DATA FOR THE TASK =
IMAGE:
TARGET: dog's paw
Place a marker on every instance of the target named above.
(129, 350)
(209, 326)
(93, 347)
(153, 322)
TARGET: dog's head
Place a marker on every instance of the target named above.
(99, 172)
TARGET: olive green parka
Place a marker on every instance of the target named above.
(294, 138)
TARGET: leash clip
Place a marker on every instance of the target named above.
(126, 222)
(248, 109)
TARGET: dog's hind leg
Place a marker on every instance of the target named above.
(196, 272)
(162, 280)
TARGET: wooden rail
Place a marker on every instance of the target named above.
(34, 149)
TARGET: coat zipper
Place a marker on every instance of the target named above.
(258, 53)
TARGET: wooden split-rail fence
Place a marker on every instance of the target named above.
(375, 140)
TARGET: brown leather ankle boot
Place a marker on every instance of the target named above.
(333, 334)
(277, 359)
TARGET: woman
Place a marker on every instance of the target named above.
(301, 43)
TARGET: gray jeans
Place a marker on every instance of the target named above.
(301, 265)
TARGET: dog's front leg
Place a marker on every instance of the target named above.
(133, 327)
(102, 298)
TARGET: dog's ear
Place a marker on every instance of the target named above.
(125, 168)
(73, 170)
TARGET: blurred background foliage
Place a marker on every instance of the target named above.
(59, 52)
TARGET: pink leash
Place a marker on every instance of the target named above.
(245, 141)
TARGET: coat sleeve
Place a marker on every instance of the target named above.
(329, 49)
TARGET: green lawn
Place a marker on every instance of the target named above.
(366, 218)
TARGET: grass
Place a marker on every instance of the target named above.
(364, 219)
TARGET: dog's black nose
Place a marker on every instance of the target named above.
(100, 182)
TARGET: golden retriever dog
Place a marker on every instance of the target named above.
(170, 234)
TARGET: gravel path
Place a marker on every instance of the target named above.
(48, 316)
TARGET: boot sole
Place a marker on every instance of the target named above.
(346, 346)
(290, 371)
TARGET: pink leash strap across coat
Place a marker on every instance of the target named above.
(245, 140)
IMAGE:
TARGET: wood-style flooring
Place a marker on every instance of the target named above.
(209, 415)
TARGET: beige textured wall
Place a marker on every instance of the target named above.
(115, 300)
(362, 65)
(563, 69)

EXERCISE INSTRUCTIONS =
Report, for the data above, every line in which the string "green" appears.

SOLVED EXERCISE =
TARGET: olive green parka
TARGET: green lawn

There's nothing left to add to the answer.